*EXERCISE*
Nothing but the lines from the one with "Target: awning" through the final line of the listing should appear in the answer, each copied exactly.

*MATERIAL FOR THE TASK*
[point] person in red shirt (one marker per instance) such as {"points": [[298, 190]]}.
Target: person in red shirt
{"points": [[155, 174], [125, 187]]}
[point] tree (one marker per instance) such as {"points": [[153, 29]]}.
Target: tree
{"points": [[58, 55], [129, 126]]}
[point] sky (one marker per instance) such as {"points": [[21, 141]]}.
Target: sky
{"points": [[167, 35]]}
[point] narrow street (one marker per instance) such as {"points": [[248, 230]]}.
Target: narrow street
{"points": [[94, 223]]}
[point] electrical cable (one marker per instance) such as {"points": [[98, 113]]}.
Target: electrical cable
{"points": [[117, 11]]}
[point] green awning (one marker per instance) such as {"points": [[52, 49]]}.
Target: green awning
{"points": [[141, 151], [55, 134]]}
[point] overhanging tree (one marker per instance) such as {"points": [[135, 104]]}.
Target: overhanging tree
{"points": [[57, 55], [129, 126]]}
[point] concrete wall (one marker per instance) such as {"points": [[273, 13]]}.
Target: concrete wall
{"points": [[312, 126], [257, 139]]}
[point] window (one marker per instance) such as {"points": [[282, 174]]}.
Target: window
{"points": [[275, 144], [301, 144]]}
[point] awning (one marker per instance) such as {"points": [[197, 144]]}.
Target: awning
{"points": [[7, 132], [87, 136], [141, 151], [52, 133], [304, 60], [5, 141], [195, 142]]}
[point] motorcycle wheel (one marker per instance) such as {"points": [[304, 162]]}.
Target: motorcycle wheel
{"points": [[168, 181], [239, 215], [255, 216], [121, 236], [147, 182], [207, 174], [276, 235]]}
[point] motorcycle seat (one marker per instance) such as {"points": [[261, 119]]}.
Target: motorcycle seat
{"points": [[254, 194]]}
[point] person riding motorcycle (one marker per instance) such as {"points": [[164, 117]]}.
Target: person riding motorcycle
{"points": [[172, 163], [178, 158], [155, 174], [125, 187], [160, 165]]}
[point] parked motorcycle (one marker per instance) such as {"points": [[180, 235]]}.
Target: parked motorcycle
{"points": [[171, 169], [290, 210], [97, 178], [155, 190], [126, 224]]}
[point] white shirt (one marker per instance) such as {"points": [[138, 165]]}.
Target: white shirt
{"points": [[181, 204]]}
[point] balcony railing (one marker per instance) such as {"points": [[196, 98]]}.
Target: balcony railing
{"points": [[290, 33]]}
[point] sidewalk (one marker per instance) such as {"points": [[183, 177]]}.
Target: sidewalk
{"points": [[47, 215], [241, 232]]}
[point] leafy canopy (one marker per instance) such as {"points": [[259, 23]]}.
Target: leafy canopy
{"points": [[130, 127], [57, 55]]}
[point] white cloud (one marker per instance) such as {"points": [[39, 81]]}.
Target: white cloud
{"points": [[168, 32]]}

*RESULT FOR THIS EXERCISE*
Target: awning
{"points": [[7, 132], [87, 136], [141, 151], [52, 133], [304, 60], [5, 141], [195, 142]]}
[point] motorcycle wheel (one marker per instance) such as {"points": [[304, 162]]}.
Target: motorcycle wheel
{"points": [[168, 181], [239, 215], [255, 216], [121, 236], [147, 182], [207, 174], [276, 235]]}
[point] motorcycle seat (one marker per instance) such as {"points": [[261, 119]]}.
Target: motorcycle seat
{"points": [[254, 194]]}
[point] person riding motorcycle (one marker per instance) such as {"points": [[164, 117]]}.
Target: person riding motorcycle
{"points": [[172, 163], [178, 158], [155, 174], [125, 187], [160, 165]]}
[point] parked motorcycle (one marker per instance) such as {"points": [[180, 235]]}.
Target: parked motorcycle
{"points": [[171, 169], [290, 210], [97, 178], [155, 190], [126, 224]]}
[point] white shirt (one marker per instance) such as {"points": [[138, 165]]}.
Target: white shirt
{"points": [[181, 204]]}
[point] balcony railing (one marker per instance) such as {"points": [[196, 98]]}.
Target: balcony railing
{"points": [[290, 33]]}
[point] sidewalk (one marker per instance) such as {"points": [[183, 177]]}.
Target: sidewalk
{"points": [[47, 215], [241, 232]]}
[point] leafy canopy (one marker per instance) such as {"points": [[259, 23]]}.
Target: leafy canopy
{"points": [[130, 127], [57, 55]]}
[point] white cloud (one marker per instance) such as {"points": [[39, 81]]}.
Target: white cloud
{"points": [[168, 32]]}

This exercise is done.